### [Material shown]

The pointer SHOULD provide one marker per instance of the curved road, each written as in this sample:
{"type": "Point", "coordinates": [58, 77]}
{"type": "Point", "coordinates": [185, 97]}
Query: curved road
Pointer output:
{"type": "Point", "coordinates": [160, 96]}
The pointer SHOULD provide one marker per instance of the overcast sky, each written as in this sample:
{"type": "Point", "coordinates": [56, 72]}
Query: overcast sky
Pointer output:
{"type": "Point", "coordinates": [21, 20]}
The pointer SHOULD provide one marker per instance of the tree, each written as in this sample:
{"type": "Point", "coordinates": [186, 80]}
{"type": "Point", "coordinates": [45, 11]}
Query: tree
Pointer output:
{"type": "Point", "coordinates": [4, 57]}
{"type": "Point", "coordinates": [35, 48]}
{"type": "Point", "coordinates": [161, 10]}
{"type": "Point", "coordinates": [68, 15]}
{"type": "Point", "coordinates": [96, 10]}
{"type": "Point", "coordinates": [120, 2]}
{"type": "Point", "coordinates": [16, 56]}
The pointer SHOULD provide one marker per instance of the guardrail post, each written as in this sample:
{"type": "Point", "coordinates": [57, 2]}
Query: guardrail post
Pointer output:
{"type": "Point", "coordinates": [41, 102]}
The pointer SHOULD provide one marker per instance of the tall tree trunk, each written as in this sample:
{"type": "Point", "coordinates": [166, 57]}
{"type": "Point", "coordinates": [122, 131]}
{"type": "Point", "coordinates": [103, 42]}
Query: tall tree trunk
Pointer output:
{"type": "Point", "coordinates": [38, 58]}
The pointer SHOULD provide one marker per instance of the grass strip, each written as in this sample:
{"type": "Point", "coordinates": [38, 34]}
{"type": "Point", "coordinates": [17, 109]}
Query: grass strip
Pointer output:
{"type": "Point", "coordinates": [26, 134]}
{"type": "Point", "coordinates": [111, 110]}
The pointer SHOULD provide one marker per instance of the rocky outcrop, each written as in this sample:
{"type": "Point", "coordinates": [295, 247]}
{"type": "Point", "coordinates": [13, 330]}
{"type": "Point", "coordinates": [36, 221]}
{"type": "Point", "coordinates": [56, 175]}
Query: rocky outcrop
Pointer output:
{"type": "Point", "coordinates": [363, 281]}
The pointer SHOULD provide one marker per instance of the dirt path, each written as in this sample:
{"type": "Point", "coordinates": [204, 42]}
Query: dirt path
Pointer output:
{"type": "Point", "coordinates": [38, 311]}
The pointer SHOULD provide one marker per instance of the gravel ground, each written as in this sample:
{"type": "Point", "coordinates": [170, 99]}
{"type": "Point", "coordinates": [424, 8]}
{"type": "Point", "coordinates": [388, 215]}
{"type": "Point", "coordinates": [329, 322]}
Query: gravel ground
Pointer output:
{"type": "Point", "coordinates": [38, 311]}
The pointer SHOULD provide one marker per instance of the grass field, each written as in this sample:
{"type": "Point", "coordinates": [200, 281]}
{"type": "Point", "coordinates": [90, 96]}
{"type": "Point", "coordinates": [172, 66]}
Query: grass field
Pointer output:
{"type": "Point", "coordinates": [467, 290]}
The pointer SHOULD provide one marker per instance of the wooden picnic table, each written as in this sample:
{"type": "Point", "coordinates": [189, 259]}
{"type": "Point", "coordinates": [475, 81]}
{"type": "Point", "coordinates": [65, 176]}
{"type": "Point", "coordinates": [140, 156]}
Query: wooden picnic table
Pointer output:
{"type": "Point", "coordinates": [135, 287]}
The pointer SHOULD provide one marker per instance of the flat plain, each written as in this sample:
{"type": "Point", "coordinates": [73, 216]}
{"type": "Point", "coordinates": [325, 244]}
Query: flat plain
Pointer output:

### [Do this]
Scale the listing from the line containing "grass strip, each" through the end of the listing, and write out every line again, requests included. Multiply each coordinate in the answers by 2 and round to whole numbers with halves going up, but leave the coordinates in the requests and their format samples as they are.

### [Finished exercise]
The pointer SHOULD provide one marker per instance of the grass strip, each written as in this sample:
{"type": "Point", "coordinates": [38, 34]}
{"type": "Point", "coordinates": [17, 109]}
Query: grass strip
Pointer output:
{"type": "Point", "coordinates": [52, 268]}
{"type": "Point", "coordinates": [222, 220]}
The pointer SHOULD provide one marker per instance of the rocky outcrop, each written as in this sample:
{"type": "Point", "coordinates": [295, 247]}
{"type": "Point", "coordinates": [13, 330]}
{"type": "Point", "coordinates": [36, 221]}
{"type": "Point", "coordinates": [56, 175]}
Query: rocky outcrop
Pointer output:
{"type": "Point", "coordinates": [726, 562]}
The pointer SHOULD provide one marker per instance of the dirt path, each written as in this sample:
{"type": "Point", "coordinates": [204, 42]}
Query: dirt path
Pointer output:
{"type": "Point", "coordinates": [76, 622]}
The pointer SHOULD provide one marker per instance of the gravel ground, each written as in this sample:
{"type": "Point", "coordinates": [170, 99]}
{"type": "Point", "coordinates": [424, 8]}
{"type": "Point", "coordinates": [388, 215]}
{"type": "Point", "coordinates": [329, 322]}
Query: gravel ground
Pointer output:
{"type": "Point", "coordinates": [76, 622]}
The pointer SHOULD provide one marker per instance of the grass field, each written as in this sample:
{"type": "Point", "coordinates": [200, 281]}
{"type": "Point", "coordinates": [90, 96]}
{"type": "Point", "coordinates": [172, 66]}
Query: grass field
Pointer output:
{"type": "Point", "coordinates": [934, 580]}
The pointer SHOULD provide one marker per instance of the wooden picnic table, each written as in this sample:
{"type": "Point", "coordinates": [189, 259]}
{"type": "Point", "coordinates": [475, 81]}
{"type": "Point", "coordinates": [65, 176]}
{"type": "Point", "coordinates": [140, 156]}
Query: wooden picnic table
Pointer output:
{"type": "Point", "coordinates": [270, 574]}
The pointer SHOULD provide one marker per instance of the flat plain, each written as in this sample:
{"type": "Point", "coordinates": [73, 216]}
{"type": "Point", "coordinates": [325, 244]}
Query: flat plain
Pointer output:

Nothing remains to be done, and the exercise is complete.